▶ _Try it_
Please print the records below word for word.

Records shown Start Marker

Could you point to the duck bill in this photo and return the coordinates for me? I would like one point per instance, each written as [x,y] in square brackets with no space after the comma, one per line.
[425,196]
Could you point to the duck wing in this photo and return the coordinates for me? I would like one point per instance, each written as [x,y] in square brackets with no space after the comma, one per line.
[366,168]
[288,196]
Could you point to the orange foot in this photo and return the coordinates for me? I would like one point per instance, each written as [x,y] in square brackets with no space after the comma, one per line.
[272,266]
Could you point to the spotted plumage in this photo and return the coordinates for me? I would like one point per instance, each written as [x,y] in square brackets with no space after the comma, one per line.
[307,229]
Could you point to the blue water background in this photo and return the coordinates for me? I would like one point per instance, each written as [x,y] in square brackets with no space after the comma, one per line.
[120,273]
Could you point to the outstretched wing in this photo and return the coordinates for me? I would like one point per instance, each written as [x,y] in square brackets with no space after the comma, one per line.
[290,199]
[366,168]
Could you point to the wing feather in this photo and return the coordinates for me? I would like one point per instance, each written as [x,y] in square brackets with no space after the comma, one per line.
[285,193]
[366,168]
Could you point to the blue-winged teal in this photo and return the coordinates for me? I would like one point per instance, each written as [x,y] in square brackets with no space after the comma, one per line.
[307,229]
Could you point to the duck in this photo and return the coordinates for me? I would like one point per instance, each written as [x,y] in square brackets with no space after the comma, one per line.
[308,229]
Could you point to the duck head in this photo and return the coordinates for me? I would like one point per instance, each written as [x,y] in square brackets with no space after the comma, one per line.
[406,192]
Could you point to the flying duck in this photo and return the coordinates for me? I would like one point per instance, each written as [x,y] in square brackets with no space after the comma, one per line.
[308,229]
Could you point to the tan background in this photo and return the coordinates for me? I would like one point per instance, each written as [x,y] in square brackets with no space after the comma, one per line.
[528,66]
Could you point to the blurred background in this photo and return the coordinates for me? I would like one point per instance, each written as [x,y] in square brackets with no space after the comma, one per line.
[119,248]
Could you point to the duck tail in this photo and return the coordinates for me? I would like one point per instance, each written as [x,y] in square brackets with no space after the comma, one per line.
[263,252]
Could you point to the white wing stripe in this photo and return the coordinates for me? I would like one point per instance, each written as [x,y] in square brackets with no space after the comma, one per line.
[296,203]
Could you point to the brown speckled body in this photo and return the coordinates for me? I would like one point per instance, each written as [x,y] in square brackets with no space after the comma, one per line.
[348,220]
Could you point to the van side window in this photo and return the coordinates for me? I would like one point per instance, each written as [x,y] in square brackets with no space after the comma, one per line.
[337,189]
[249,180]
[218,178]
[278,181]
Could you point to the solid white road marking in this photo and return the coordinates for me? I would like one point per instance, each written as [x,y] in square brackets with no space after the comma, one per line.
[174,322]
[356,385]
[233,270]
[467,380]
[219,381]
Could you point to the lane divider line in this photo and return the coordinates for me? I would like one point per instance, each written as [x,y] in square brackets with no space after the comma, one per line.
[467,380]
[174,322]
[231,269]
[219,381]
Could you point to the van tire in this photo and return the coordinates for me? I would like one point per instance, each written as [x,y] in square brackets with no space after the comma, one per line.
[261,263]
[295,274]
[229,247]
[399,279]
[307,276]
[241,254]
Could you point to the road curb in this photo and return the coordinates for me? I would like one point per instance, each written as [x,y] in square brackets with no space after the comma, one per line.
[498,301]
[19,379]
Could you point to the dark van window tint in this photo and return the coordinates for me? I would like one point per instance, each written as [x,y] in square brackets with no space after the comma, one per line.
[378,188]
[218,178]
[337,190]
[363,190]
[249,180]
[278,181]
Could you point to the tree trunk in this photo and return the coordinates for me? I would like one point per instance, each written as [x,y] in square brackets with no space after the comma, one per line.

Records shown End Marker

▶ _Exercise output_
Could you point to the duck bill in this photo and return the coordinates for me? I would like one point per instance, each written as [x,y] in square brackets with no space after the comma, one per line.
[425,196]
Could you point to the duck wing in this photo and return the coordinates for me? I would like one point per instance, each written as [x,y] in square brackets with no space after the comma, one per line.
[366,168]
[288,196]
Could you point to the orange foot in this photo and return the coordinates for me? I would like one point per instance, each written as [x,y] in square brackets with no space after the comma, one per line.
[272,266]
Could you point to the spotted plumage in this photo and return the coordinates for me? I would like one point per instance, each written as [x,y] in square brackets with no space after the comma, one per line.
[307,229]
Could you point to the blue water background in this photo and return the coordinates for me? I would like one point per instance, each written as [x,y] in square brackets with no space after the comma, one per line.
[120,273]
Could you point to the outstretched wing in this photo and return the coordinates for me? I would like one point per instance, each written as [x,y] in square brackets with no space after the comma, one per line.
[290,199]
[366,168]
Could you point to the wing feather in this photo and return the coordinates for me? I would like one point per instance, each written as [x,y] in square brackets with no space after the comma, one per line.
[285,193]
[366,168]
Could you point to the blue-winged teal in this photo and return the coordinates for me? I would like one point per instance, each written as [x,y] in square brackets with no space after the comma, one per line.
[307,229]
Could you point to the duck in this photo and return the coordinates for me? I would like one point per instance, each written as [x,y] in square brackets with no space after the comma, one per line.
[308,229]
Could you point to the duck head in this photo and return the coordinates for me? I would like one point per instance, each written as [x,y] in square brackets with no space after the comma, one per line.
[406,192]
Could you point to the flying duck in this photo and return the coordinates for me? I would like one point per instance, each written as [x,y] in square brackets with no space after the comma, one per line.
[308,229]
Could you point to the tan background in this photo and return the coordinates for me? I would like one point per instance, each written as [x,y] in square brackets with no space after the comma, one per line.
[528,66]
Could you point to the blurred background in this photo and return the coordinates for me? I would like one point per instance, each written as [x,y] in square brackets with no space after the comma, one per line.
[119,248]
Could you point to the duck tail in this photo and return the coordinates for me? I would like one point per instance, each written as [x,y] in square brackets with no space after the comma, one per line.
[263,252]
Could you point to the white wing stripe in this photo and return the coordinates for me? I would like one point per instance, each written as [x,y] in square brackets with no space after the comma, one per line.
[296,203]
Could you point to the brown speckled body in this photo and return the coordinates for me? I would like one point per instance, each written as [x,y] in square brackets with no space after the comma, one per line.
[348,220]
Could you point to the van side window in this photo and return the coordinates for me? I would like one point per instance, each written as [x,y] in square brackets with no space after the comma, one per line.
[337,189]
[249,180]
[218,178]
[278,181]
Could you point to the solid white road marking in this photo and return the coordinates for me? I would like one point per instance, each written as [x,y] in square brackets with no space after the comma, one per line.
[174,322]
[356,385]
[233,270]
[467,380]
[219,381]
Could you point to the lane divider line in this photo and return the coordinates for me? I would like one point per instance, each written as [x,y] in square brackets with no space after the comma, one per line.
[467,380]
[174,322]
[231,269]
[219,381]
Could you point to the van tire in this photo and return the coordinates for me? I would like one point per instance, each written as [x,y] in square brackets with no space after the comma, one per line.
[261,263]
[295,274]
[229,247]
[399,279]
[307,276]
[241,254]
Could you point to the road curb in this photo and return the coordinates for me? I would like one point per instance, each written as [x,y] in square brackets with no space after the comma, one per line.
[498,301]
[19,379]
Could you point to the dark van window tint in this photo and return the coordinates for me? I would like one point per instance, each written as [x,y] in square brackets with no space after the comma, one per line.
[378,188]
[218,178]
[337,190]
[363,190]
[249,180]
[278,181]
Could you point to the tree trunk in this photo and return the coordinates for me? I would like one point per instance, each written as [x,y] in square brackets with no space after the comma, one per line.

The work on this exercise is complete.